-- Job --
Copy the following lines exactly as they appear, keeping every line unchanged.

[Items from a dataset]
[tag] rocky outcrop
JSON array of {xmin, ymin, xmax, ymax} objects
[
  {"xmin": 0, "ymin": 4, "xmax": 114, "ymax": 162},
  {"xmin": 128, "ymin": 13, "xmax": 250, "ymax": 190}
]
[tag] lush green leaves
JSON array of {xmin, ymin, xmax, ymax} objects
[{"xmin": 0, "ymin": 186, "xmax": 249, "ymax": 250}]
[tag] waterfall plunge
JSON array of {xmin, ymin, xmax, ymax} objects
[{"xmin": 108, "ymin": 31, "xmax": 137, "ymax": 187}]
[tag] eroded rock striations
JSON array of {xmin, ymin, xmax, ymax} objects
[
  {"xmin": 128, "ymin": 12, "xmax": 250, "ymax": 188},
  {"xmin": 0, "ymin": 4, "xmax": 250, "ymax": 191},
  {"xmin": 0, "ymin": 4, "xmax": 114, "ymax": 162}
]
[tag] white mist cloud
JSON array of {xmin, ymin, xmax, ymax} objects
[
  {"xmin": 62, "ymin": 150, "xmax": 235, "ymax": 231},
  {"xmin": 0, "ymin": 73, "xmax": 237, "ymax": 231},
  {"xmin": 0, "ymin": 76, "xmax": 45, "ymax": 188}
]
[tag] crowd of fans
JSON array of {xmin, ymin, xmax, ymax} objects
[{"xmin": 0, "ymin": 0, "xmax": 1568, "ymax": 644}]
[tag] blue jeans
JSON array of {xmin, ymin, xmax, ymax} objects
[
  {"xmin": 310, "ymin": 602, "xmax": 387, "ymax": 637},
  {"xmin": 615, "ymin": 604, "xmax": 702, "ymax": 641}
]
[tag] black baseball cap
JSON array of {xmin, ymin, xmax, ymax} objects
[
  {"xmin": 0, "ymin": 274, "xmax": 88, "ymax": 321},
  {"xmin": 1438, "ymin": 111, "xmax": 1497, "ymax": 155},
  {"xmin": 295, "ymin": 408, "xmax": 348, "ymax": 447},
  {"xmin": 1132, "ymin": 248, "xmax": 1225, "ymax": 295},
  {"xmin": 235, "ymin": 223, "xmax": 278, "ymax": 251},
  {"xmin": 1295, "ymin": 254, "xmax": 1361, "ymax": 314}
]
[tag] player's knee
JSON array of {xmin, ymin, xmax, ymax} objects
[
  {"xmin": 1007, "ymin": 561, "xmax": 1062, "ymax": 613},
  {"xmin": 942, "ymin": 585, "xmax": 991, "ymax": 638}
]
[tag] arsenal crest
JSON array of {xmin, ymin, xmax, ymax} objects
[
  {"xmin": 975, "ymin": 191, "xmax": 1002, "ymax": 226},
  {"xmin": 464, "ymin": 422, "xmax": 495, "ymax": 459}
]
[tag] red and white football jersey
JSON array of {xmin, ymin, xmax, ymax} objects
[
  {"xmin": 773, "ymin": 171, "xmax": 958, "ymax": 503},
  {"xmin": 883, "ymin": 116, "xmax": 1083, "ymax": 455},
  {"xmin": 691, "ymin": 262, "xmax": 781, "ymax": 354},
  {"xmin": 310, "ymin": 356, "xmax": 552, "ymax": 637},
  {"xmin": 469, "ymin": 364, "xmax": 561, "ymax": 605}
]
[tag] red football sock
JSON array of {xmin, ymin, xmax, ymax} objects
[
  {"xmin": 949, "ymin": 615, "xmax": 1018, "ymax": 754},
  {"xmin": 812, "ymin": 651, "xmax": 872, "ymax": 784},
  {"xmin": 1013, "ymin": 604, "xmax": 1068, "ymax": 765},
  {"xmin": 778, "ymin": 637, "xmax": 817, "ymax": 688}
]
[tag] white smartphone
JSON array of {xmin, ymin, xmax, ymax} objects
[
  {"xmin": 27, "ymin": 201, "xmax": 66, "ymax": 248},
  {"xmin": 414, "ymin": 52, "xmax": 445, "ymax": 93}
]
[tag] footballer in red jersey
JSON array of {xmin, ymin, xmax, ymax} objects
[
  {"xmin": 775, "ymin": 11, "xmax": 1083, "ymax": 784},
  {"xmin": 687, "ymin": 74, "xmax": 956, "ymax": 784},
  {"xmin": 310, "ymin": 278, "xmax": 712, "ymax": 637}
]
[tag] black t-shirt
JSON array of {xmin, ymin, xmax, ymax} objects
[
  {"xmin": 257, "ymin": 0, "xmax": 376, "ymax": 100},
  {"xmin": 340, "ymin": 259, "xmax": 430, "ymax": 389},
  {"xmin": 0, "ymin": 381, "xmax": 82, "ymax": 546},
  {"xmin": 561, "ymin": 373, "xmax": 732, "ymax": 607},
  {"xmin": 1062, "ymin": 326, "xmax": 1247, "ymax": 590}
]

-- Full response --
[tag] rocky outcrop
JSON array of {xmin, ymin, xmax, ymax} objects
[
  {"xmin": 0, "ymin": 4, "xmax": 114, "ymax": 162},
  {"xmin": 128, "ymin": 13, "xmax": 250, "ymax": 190}
]
[tag] lush green leaves
JSON array of {xmin, ymin, xmax, ymax} objects
[{"xmin": 0, "ymin": 186, "xmax": 249, "ymax": 250}]
[tag] waterfall plunge
JSON array of {xmin, ymin, xmax, ymax} objects
[{"xmin": 108, "ymin": 31, "xmax": 137, "ymax": 187}]
[tag] eroded rock striations
JSON array of {xmin, ymin, xmax, ymax} objects
[
  {"xmin": 128, "ymin": 12, "xmax": 250, "ymax": 188},
  {"xmin": 0, "ymin": 4, "xmax": 250, "ymax": 191},
  {"xmin": 0, "ymin": 4, "xmax": 114, "ymax": 162}
]
[tag] white mist cloud
JSON array of {xmin, ymin, xmax, ymax} objects
[
  {"xmin": 62, "ymin": 150, "xmax": 235, "ymax": 231},
  {"xmin": 0, "ymin": 73, "xmax": 237, "ymax": 231},
  {"xmin": 0, "ymin": 76, "xmax": 45, "ymax": 188}
]
[tag] crowd of fans
JSON array of {xmin, ymin, xmax, ymax} objects
[{"xmin": 0, "ymin": 0, "xmax": 1568, "ymax": 644}]
[tag] blue jeans
JSON array of {xmin, ymin, xmax, ymax} objects
[
  {"xmin": 310, "ymin": 602, "xmax": 387, "ymax": 637},
  {"xmin": 615, "ymin": 604, "xmax": 702, "ymax": 641}
]
[tag] black baseball cap
JSON array of {xmin, ymin, xmax, ymax} objects
[
  {"xmin": 0, "ymin": 274, "xmax": 88, "ymax": 321},
  {"xmin": 1438, "ymin": 111, "xmax": 1497, "ymax": 155},
  {"xmin": 295, "ymin": 408, "xmax": 348, "ymax": 447},
  {"xmin": 1132, "ymin": 248, "xmax": 1225, "ymax": 295},
  {"xmin": 235, "ymin": 223, "xmax": 278, "ymax": 251},
  {"xmin": 1295, "ymin": 254, "xmax": 1361, "ymax": 314}
]
[tag] player's knee
JSON array of {xmin, ymin, xmax, ymax} objects
[
  {"xmin": 1007, "ymin": 561, "xmax": 1062, "ymax": 613},
  {"xmin": 942, "ymin": 585, "xmax": 991, "ymax": 638}
]
[tag] arsenal crest
JSON array of {xmin, ymin, xmax, ymax} objects
[
  {"xmin": 975, "ymin": 191, "xmax": 1002, "ymax": 226},
  {"xmin": 464, "ymin": 422, "xmax": 495, "ymax": 459}
]
[tag] red and white football jersey
JSON array of {xmin, ymin, xmax, ymax} objects
[
  {"xmin": 773, "ymin": 171, "xmax": 958, "ymax": 503},
  {"xmin": 883, "ymin": 116, "xmax": 1083, "ymax": 455},
  {"xmin": 691, "ymin": 262, "xmax": 781, "ymax": 354},
  {"xmin": 310, "ymin": 356, "xmax": 552, "ymax": 637},
  {"xmin": 469, "ymin": 364, "xmax": 561, "ymax": 605}
]
[tag] red football sock
JSON array of {xmin, ymin, xmax, ymax} objects
[
  {"xmin": 949, "ymin": 615, "xmax": 1018, "ymax": 754},
  {"xmin": 812, "ymin": 651, "xmax": 872, "ymax": 784},
  {"xmin": 1013, "ymin": 604, "xmax": 1068, "ymax": 765},
  {"xmin": 778, "ymin": 637, "xmax": 817, "ymax": 688}
]
[tag] white smartphone
JSON array of {xmin, ymin, xmax, ymax} objects
[
  {"xmin": 27, "ymin": 201, "xmax": 66, "ymax": 248},
  {"xmin": 414, "ymin": 52, "xmax": 445, "ymax": 93}
]
[tag] footballer in red jersey
JSON array of {xmin, ymin, xmax, ymax} objects
[
  {"xmin": 775, "ymin": 11, "xmax": 1083, "ymax": 784},
  {"xmin": 687, "ymin": 74, "xmax": 956, "ymax": 784},
  {"xmin": 310, "ymin": 278, "xmax": 712, "ymax": 637}
]
[tag] black t-shirt
JSON array of {xmin, ymin, xmax, ymax} objects
[
  {"xmin": 257, "ymin": 0, "xmax": 376, "ymax": 100},
  {"xmin": 340, "ymin": 259, "xmax": 430, "ymax": 389},
  {"xmin": 0, "ymin": 381, "xmax": 82, "ymax": 546},
  {"xmin": 561, "ymin": 373, "xmax": 732, "ymax": 607},
  {"xmin": 1062, "ymin": 326, "xmax": 1247, "ymax": 590}
]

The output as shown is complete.